[Task requirements]
Rewrite the rows, requests included, beginning with the first line and stopping after the line that contains "[[312, 222]]", with both ends included. Scale every coordinate in the answers by 1.4 and round each result to a whole number, rounding halves up.

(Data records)
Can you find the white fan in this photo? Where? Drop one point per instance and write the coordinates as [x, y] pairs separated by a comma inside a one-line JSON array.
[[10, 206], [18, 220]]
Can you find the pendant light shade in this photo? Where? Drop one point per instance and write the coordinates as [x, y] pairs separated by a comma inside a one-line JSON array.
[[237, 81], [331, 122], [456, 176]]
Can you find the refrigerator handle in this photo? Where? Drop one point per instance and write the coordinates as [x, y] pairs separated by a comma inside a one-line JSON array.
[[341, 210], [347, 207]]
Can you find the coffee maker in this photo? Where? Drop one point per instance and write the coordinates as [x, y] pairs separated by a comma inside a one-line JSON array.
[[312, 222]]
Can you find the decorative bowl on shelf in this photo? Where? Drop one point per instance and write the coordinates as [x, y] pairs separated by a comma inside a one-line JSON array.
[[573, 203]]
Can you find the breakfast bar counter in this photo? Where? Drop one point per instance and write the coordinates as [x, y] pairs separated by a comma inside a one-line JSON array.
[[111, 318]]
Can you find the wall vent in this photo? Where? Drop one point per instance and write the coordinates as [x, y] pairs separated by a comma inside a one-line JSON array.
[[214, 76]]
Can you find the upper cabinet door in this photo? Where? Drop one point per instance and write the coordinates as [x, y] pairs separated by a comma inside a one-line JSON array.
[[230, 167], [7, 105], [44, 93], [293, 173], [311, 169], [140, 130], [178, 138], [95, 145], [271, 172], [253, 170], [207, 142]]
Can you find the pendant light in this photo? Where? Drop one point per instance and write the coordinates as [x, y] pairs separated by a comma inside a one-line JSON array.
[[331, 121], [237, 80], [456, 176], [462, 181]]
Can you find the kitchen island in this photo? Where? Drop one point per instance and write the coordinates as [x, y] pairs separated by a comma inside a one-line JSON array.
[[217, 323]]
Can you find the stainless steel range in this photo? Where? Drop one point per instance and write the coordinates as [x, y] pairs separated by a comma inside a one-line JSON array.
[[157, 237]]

[Exercise result]
Can you find the white fan in this photo? Where? Drop one point per instance and write the coordinates as [x, y] pairs separated by a comma inside a one-line JSON array.
[[14, 288], [25, 308]]
Can you find the pendant light shade in this photo? Where? Drop one point per instance and write the coordinates as [x, y] pairs separated by a comma inside a one-line JSON array.
[[332, 113], [463, 171], [638, 246]]
Can you find the refrigerator handle in this photo? Where? Drop one point per instance and write the coordinates as [x, y] pairs separated by a comma inside a one-line JSON array.
[[477, 294], [486, 290]]
Can you find the coffee maker in this photo? Where? Drop one point per instance and write the coordinates as [x, y] pairs separated by a comma inside a one-line JSON array.
[[437, 311]]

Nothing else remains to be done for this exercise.